Rewrite all the entries below, swapping "give a point apiece" for "mark one point for each" wherever it occurs and leaving every other word as it is.

>> START PROVIDED RECORDS

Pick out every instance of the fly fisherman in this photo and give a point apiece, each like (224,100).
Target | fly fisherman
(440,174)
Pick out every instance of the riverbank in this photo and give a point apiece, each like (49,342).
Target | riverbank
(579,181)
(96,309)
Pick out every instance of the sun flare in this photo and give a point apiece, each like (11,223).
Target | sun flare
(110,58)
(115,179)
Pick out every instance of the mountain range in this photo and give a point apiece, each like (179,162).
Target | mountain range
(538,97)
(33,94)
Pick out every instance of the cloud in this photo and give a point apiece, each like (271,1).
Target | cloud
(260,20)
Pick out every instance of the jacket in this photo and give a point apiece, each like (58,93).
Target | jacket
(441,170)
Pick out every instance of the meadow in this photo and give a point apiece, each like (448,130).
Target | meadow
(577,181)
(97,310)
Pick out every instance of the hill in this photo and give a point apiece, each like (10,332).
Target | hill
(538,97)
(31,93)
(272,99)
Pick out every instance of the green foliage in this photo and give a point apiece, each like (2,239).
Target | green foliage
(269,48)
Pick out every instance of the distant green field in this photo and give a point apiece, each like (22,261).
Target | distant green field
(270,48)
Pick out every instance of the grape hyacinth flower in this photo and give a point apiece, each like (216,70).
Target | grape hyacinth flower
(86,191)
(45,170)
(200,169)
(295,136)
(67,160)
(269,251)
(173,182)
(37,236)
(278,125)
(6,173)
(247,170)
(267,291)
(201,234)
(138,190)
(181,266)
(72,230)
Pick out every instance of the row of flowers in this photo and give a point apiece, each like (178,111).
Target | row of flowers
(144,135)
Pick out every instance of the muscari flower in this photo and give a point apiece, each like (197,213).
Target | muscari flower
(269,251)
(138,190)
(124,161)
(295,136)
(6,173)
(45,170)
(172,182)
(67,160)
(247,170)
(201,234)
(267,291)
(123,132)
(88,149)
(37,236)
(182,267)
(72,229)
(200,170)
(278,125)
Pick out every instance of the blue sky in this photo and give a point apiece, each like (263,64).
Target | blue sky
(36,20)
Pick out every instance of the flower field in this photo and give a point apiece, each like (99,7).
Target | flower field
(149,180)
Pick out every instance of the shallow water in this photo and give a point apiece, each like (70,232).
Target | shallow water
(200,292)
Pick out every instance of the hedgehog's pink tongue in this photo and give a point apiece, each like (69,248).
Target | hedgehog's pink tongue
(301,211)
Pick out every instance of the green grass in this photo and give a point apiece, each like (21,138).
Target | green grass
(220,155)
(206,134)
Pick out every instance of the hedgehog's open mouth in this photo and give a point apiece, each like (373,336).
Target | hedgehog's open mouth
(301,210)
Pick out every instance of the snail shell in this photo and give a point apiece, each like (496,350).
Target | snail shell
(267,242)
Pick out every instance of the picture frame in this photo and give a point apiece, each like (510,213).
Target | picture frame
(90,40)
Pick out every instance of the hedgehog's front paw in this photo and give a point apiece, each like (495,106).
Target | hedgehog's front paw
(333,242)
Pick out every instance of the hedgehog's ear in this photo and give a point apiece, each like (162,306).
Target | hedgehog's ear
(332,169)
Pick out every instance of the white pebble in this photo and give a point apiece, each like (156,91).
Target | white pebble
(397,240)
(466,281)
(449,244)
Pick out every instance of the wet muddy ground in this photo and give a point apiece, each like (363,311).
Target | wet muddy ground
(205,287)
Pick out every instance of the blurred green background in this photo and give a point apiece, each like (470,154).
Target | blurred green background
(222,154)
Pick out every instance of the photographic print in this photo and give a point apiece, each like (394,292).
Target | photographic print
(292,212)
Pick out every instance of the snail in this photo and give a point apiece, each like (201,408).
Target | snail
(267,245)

>> END PROVIDED RECORDS

WORKED SOLUTION >>
Pick out every instance of the fly fisherman in this photo and mark one point for each, each like (224,100).
Target | fly fisherman
(440,174)
Pick out every instance of the riverbank in this photo and mark one point for each, each like (49,342).
Target | riverbank
(579,181)
(96,309)
Pick out every instance of the sun flare in this photo and mark one point for each, each like (11,223).
Target | sun flare
(110,58)
(115,179)
Pick out every instance of the mountain range in this photo and mark one point for each, each like (179,162).
Target | mountain range
(538,97)
(33,94)
Pick out every instance of the cloud in this photo and mark one point for each, each like (271,1).
Target | cloud
(260,20)
Pick out every instance of the jacket in this photo and mark one point for each, each like (58,93).
Target | jacket
(441,170)
Pick out every instance of the meadow in this photo and mark one point for each, each like (448,130).
Target | meadow
(577,181)
(97,310)
Pick out every instance of the hill in this photo and mark one point for each, each like (10,332).
Target | hill
(538,97)
(31,93)
(272,99)
Pick out every instance of the green foliage in this photo and mark one point for each, each like (2,239).
Target | green foliage
(269,48)
Pick out every instance of the distant green field in this photo and mark one point for each, each like (22,261).
Target | distant green field
(270,48)
Pick out every instance of the grape hyacinth flower in this photo and mark one point for each, each like (216,70).
Target | grape hyacinth flower
(86,191)
(45,170)
(200,169)
(295,136)
(67,160)
(269,251)
(173,182)
(37,236)
(278,125)
(6,173)
(247,170)
(267,291)
(201,234)
(138,190)
(181,266)
(72,230)
Pick out every instance of the row of flowers in this photo and mark one point for each, each like (178,111).
Target | row of flowers
(144,135)
Pick out every instance of the muscari flower in this photo and mark one point for each, each like (197,213).
Target | muscari flower
(269,251)
(138,190)
(124,161)
(295,136)
(6,173)
(45,170)
(172,182)
(67,160)
(247,170)
(201,234)
(267,291)
(123,132)
(88,149)
(37,236)
(182,267)
(72,229)
(200,170)
(278,125)
Pick out every instance of the blue sky in this photo and mark one point for each, each like (263,64).
Target | blue sky
(36,20)
Pick out every instance of the flower field in this photo and mark one point for each, each like (99,7).
Target | flower field
(149,180)
Pick out every instance of the shallow water in this photo and mark one point for each, each like (70,232).
Target | shallow water
(200,292)
Pick out every instance of the hedgehog's pink tongue in this photo and mark one point for each, each like (69,248).
Target | hedgehog's pink tongue
(301,211)
Pick out every instance of the green grass in this photo and mark one point for each, each like (21,138).
Target | green grass
(220,155)
(206,134)
Pick out every instance of the hedgehog's open mouth in this photo and mark one point for each, each like (373,336).
Target | hedgehog's open mouth
(301,210)
Pick out every instance of the snail shell in this photo and mark one point for each, each like (496,350).
Target | snail shell
(267,242)
Pick out every instance of the picture frame in this photo and mark one point for each, each like (510,213).
Target | picture frame
(90,40)
Pick out every instance of the hedgehog's front paw in this photo and mark one point for each, each like (495,106).
Target | hedgehog's front paw
(333,242)
Pick out every instance of the hedgehog's ear in this photo and mark one point for each, each like (162,306).
Target | hedgehog's ear
(332,169)
Pick out every instance of the white pebble in this photo and mark one point for each, each like (156,91).
Target | white pebble
(397,240)
(466,281)
(449,244)
Pick out every instance of the wet muddy ground in this photo and mark one point for each, each like (363,311).
Target | wet muddy ground
(205,287)
Pick out every instance of the blurred green background in this photo and mark one point for each, each like (470,154).
Target | blurred green background
(222,154)
Pick out every instance of the photographic print in this photo and mark one point for each, each like (394,292).
Target | photographic print
(292,212)
Pick out every instance of the snail in this photo and mark one point for each, each like (201,408).
Target | snail
(267,245)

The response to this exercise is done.